Recorded data
==========

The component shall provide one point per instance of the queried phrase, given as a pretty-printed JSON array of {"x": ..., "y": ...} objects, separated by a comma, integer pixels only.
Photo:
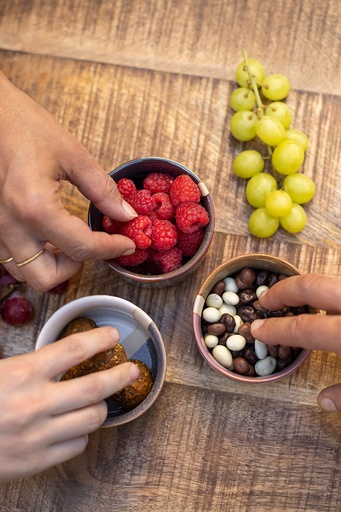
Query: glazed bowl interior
[
  {"x": 137, "y": 170},
  {"x": 139, "y": 336},
  {"x": 228, "y": 268}
]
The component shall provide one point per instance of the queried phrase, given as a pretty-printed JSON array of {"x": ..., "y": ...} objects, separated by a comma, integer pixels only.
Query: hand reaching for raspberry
[
  {"x": 40, "y": 241},
  {"x": 45, "y": 422}
]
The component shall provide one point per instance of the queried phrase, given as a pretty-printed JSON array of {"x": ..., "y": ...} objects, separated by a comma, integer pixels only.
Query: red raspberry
[
  {"x": 143, "y": 202},
  {"x": 189, "y": 243},
  {"x": 167, "y": 261},
  {"x": 158, "y": 182},
  {"x": 139, "y": 230},
  {"x": 190, "y": 217},
  {"x": 126, "y": 187},
  {"x": 184, "y": 190},
  {"x": 164, "y": 235},
  {"x": 111, "y": 226},
  {"x": 139, "y": 256},
  {"x": 164, "y": 206}
]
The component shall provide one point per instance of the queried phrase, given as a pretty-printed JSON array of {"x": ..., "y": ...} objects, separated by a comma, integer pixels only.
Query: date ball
[{"x": 131, "y": 396}]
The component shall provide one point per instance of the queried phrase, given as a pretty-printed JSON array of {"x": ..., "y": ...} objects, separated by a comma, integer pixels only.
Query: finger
[
  {"x": 315, "y": 290},
  {"x": 90, "y": 389},
  {"x": 97, "y": 186},
  {"x": 315, "y": 332},
  {"x": 60, "y": 356},
  {"x": 330, "y": 398},
  {"x": 64, "y": 427}
]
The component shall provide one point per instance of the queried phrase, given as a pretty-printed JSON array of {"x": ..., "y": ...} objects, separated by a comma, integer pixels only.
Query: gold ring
[
  {"x": 30, "y": 259},
  {"x": 6, "y": 261}
]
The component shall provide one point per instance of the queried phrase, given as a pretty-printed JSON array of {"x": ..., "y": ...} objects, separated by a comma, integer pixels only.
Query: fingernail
[
  {"x": 128, "y": 208},
  {"x": 256, "y": 324},
  {"x": 128, "y": 252},
  {"x": 328, "y": 405},
  {"x": 134, "y": 372}
]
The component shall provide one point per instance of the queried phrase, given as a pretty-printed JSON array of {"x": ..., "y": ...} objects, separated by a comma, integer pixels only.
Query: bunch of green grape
[{"x": 275, "y": 187}]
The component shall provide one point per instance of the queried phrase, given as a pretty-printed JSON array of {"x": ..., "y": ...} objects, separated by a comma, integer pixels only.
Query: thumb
[{"x": 329, "y": 398}]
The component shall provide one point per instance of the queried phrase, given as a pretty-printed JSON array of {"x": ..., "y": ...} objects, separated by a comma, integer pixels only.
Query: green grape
[
  {"x": 248, "y": 163},
  {"x": 278, "y": 203},
  {"x": 300, "y": 188},
  {"x": 262, "y": 224},
  {"x": 298, "y": 136},
  {"x": 288, "y": 157},
  {"x": 242, "y": 99},
  {"x": 270, "y": 131},
  {"x": 242, "y": 125},
  {"x": 256, "y": 69},
  {"x": 295, "y": 221},
  {"x": 275, "y": 87},
  {"x": 258, "y": 187},
  {"x": 280, "y": 111}
]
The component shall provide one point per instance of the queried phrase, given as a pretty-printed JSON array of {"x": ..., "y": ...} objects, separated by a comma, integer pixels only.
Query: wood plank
[
  {"x": 184, "y": 118},
  {"x": 196, "y": 37},
  {"x": 198, "y": 450}
]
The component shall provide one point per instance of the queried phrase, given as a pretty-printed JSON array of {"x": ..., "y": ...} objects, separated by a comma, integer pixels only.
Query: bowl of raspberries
[{"x": 175, "y": 223}]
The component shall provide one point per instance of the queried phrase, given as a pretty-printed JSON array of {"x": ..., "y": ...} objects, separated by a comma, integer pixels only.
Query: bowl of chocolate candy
[
  {"x": 226, "y": 305},
  {"x": 175, "y": 223},
  {"x": 140, "y": 342}
]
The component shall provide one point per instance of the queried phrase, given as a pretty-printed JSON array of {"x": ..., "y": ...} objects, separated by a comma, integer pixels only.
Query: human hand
[
  {"x": 45, "y": 422},
  {"x": 316, "y": 332},
  {"x": 36, "y": 153}
]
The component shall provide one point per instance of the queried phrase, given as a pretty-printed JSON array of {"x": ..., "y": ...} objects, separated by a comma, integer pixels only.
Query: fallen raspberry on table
[
  {"x": 139, "y": 230},
  {"x": 190, "y": 217},
  {"x": 164, "y": 235},
  {"x": 111, "y": 226},
  {"x": 126, "y": 187},
  {"x": 143, "y": 202},
  {"x": 165, "y": 209},
  {"x": 189, "y": 243},
  {"x": 132, "y": 260},
  {"x": 158, "y": 182},
  {"x": 184, "y": 190},
  {"x": 169, "y": 260}
]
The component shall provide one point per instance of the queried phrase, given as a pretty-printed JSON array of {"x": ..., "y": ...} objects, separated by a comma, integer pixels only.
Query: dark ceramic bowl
[
  {"x": 229, "y": 268},
  {"x": 138, "y": 334},
  {"x": 136, "y": 170}
]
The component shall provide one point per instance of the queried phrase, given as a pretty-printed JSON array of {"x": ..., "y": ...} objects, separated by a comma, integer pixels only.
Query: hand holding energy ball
[
  {"x": 45, "y": 422},
  {"x": 40, "y": 241},
  {"x": 319, "y": 332}
]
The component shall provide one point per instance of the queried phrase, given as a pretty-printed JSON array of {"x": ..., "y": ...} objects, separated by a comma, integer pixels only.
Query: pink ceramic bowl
[
  {"x": 228, "y": 268},
  {"x": 136, "y": 170}
]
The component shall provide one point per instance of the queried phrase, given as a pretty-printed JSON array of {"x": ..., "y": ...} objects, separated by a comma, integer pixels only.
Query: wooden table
[{"x": 139, "y": 78}]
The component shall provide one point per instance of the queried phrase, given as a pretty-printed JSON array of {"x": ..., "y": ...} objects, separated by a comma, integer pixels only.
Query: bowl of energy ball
[
  {"x": 175, "y": 223},
  {"x": 226, "y": 305},
  {"x": 140, "y": 342}
]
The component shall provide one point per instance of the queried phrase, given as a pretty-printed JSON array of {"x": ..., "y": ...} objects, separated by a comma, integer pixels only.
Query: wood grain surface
[{"x": 130, "y": 78}]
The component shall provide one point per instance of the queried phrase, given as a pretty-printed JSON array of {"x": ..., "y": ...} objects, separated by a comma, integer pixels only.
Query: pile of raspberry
[{"x": 170, "y": 224}]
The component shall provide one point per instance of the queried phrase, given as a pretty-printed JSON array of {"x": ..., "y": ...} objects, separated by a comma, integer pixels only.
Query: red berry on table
[
  {"x": 189, "y": 243},
  {"x": 184, "y": 190},
  {"x": 164, "y": 235},
  {"x": 139, "y": 230},
  {"x": 190, "y": 217},
  {"x": 158, "y": 182},
  {"x": 126, "y": 187},
  {"x": 16, "y": 310},
  {"x": 165, "y": 209},
  {"x": 132, "y": 260},
  {"x": 169, "y": 260}
]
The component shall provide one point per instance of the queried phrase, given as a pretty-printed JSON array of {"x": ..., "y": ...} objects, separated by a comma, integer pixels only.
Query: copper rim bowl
[
  {"x": 228, "y": 268},
  {"x": 136, "y": 170}
]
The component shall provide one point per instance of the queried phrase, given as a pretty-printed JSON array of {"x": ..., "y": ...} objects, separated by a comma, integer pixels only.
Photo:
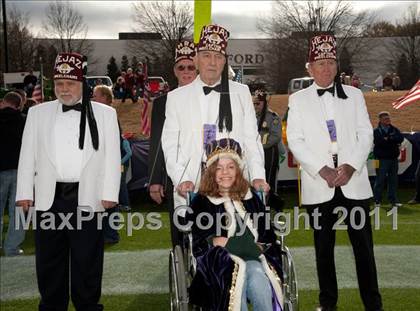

==========

Repeat every record above exactly, except the pictures.

▶ _SOLUTION FOR THIS PROBLEM_:
The component shall provide one point per instance of the queried phrase, given as a pretty-printed JSON array of {"x": ..., "y": ...} objects, separated by a comma, integer pixels only.
Photo:
Query: glazed bowl interior
[
  {"x": 137, "y": 170},
  {"x": 139, "y": 336},
  {"x": 228, "y": 268}
]
The component shall provide one point per instance of the queried phrase, given as a pretty-printed JSON array of {"x": ..., "y": ...} objects, separated by a comma, integer pixels only.
Query: hand reaching for raspberry
[
  {"x": 40, "y": 241},
  {"x": 45, "y": 422}
]
The component shall provide one point per instance of the queried phrase, given as a pretty-printed JSON array of {"x": ..., "y": ...} objects, separated by a comma, integer pixels only.
Query: red raspberry
[
  {"x": 143, "y": 202},
  {"x": 189, "y": 243},
  {"x": 167, "y": 261},
  {"x": 158, "y": 182},
  {"x": 139, "y": 230},
  {"x": 190, "y": 217},
  {"x": 126, "y": 187},
  {"x": 184, "y": 190},
  {"x": 164, "y": 235},
  {"x": 111, "y": 226},
  {"x": 139, "y": 256},
  {"x": 164, "y": 206}
]
The component shall provide one point per instance of the queried phrase, given as a pretty-printed JSON array of {"x": ..., "y": ...} objects, separated by a comma, integer pixels only.
Query: date ball
[{"x": 131, "y": 396}]
The component shall provide one point per instance of the queried phrase, given as a pretty-printed JSON array of {"x": ..., "y": ...} objects, separated by a comma, integer pixels only.
Query: finger
[
  {"x": 315, "y": 290},
  {"x": 90, "y": 389},
  {"x": 97, "y": 186},
  {"x": 315, "y": 332},
  {"x": 60, "y": 356},
  {"x": 330, "y": 398},
  {"x": 64, "y": 427}
]
The component shall provide one point per instance of the queried phrase, given as a pretty-printed JSON array of {"x": ..., "y": ...} objects, separated by a comma, integer pixels only.
Query: gold ring
[
  {"x": 30, "y": 259},
  {"x": 6, "y": 261}
]
The component shall provide one point per instance of the queried phrase, given as a pretty-printed JSON array of {"x": ..., "y": ...} objects, separated by a comma, integer pixels only.
Query: fingernail
[
  {"x": 128, "y": 208},
  {"x": 256, "y": 324},
  {"x": 128, "y": 252},
  {"x": 328, "y": 405},
  {"x": 134, "y": 372}
]
The component shall provide one point per instance of the queried phrase, given as a pretty-printed JSON array of {"x": ..., "y": ...} objects, separated by a comma, integer pixels only.
Query: bunch of green grape
[{"x": 275, "y": 187}]
The component shall provide one point per instance of the queried phrase, given as a pretty-printed JSON array of {"x": ..., "y": ...} objects, separated by a comma, integer pixels only.
Query: thumb
[{"x": 329, "y": 398}]
The component shall provide one point per instance of the queried phrase, given as a pretty-printed JSON array of {"x": ..., "y": ...} objects, separated by a comma, integer pixels only.
Query: green grape
[
  {"x": 248, "y": 163},
  {"x": 278, "y": 203},
  {"x": 300, "y": 188},
  {"x": 262, "y": 224},
  {"x": 298, "y": 136},
  {"x": 288, "y": 157},
  {"x": 242, "y": 99},
  {"x": 270, "y": 131},
  {"x": 242, "y": 125},
  {"x": 256, "y": 69},
  {"x": 295, "y": 221},
  {"x": 275, "y": 87},
  {"x": 258, "y": 187},
  {"x": 280, "y": 111}
]
The component shall provide one point per instance of the queried phrase, given as a pretty-printed JSON array of {"x": ..., "y": ...} objects, separated by a comma, integer pixels only.
Query: wood plank
[
  {"x": 184, "y": 118},
  {"x": 196, "y": 37},
  {"x": 198, "y": 450}
]
The component shall provide one point per instance of the queried phrase, given as a pretty-printed JSON array of {"x": ..., "y": ...} objects, separated by a comma, integer pixels only.
Query: bowl of raspberries
[{"x": 175, "y": 223}]
The component shall provide one point per instance of the queried phrase, given as a pretty-printed JSON array of {"x": ..., "y": ...} objects, separated by a comma, integer pixels only.
Query: bowl of chocolate candy
[
  {"x": 226, "y": 305},
  {"x": 175, "y": 223},
  {"x": 140, "y": 342}
]
The component shall provide one point per instance of the queried phrase, given as a pretty-printed JSON array of {"x": ..., "y": ...} objects, separated by a comma, integer pixels only.
Query: human hand
[
  {"x": 45, "y": 422},
  {"x": 316, "y": 332},
  {"x": 36, "y": 153}
]
The component shall provide one point per instance of the queried phrase, given as a pretty-printed JSON array of {"x": ..., "y": ...} objects, separated by a comma, integer pixels only.
Query: fallen raspberry on table
[
  {"x": 139, "y": 230},
  {"x": 190, "y": 217},
  {"x": 164, "y": 235},
  {"x": 111, "y": 226},
  {"x": 126, "y": 187},
  {"x": 143, "y": 202},
  {"x": 165, "y": 209},
  {"x": 189, "y": 243},
  {"x": 132, "y": 260},
  {"x": 158, "y": 182},
  {"x": 184, "y": 190},
  {"x": 169, "y": 260}
]
The component shall provide one point per instance of the queried phrase, given as a pretty-printed JSON array of {"x": ..., "y": ...} objects, separated by a comma, integer pixels only.
Query: dark ceramic bowl
[
  {"x": 229, "y": 268},
  {"x": 138, "y": 334},
  {"x": 136, "y": 170}
]
The component shall provide one point per instance of the queried phrase, given as a pretty-printed JSON array of {"x": ..., "y": ...} objects, separated by a comma, integer pixels only.
Query: hand holding energy ball
[
  {"x": 45, "y": 422},
  {"x": 40, "y": 241},
  {"x": 319, "y": 332}
]
The component shall provide one point per instance of the queried phrase, given as a pretty-printed JSON array of {"x": ..., "y": ...} objects, separated by a comma, integer pixels only.
Query: pink ceramic bowl
[
  {"x": 228, "y": 268},
  {"x": 136, "y": 170}
]
The component shall provide one point per instance of the queried phrase, given as a pretty-printed JSON array of {"x": ..., "y": ...} objects, separated by a comma, integer pixels only.
Query: wooden table
[{"x": 139, "y": 78}]
The component shall provide one point per instance of the queried phrase, given as a pretty-printed JSON array of {"x": ..., "y": ...} objects, separated by a comma, integer pixels only.
Query: bowl of energy ball
[
  {"x": 175, "y": 223},
  {"x": 226, "y": 305},
  {"x": 140, "y": 342}
]
The component shall provide one point per instance of the queried phrase, given as a pretty-printed JSON array of {"x": ..., "y": ...} objects, separated by a comma, integer pixels only.
Query: wood grain surface
[{"x": 130, "y": 78}]
The component shall provide one point per instance of the queried phrase, given as a pretty-printed JSON array of {"x": ..., "y": ...} objects, separated by a comma, integer pixels only.
Query: pile of raspberry
[{"x": 170, "y": 224}]
The component shall provide one point per instance of the queried phrase, given as a pretty-printed JSON array of {"x": ..., "y": ...} objects, separated by a comma, integer pixels only.
Query: red berry on table
[
  {"x": 189, "y": 243},
  {"x": 184, "y": 190},
  {"x": 164, "y": 235},
  {"x": 139, "y": 230},
  {"x": 190, "y": 217},
  {"x": 158, "y": 182},
  {"x": 126, "y": 187},
  {"x": 16, "y": 310},
  {"x": 165, "y": 209},
  {"x": 132, "y": 260},
  {"x": 169, "y": 260}
]
The component shall provide one point per instance of the queried phrase, given as a pretty-printed JSON array of {"x": ..., "y": ...} objects, separated by a comma, integer pixels only.
Query: copper rim bowl
[
  {"x": 228, "y": 268},
  {"x": 136, "y": 170}
]
The component shall provide one point per instance of the queried phrase, given as a pretty-printed JSON array of {"x": ..., "y": ...} objects, separated by a comma, integer pixels only.
Photo:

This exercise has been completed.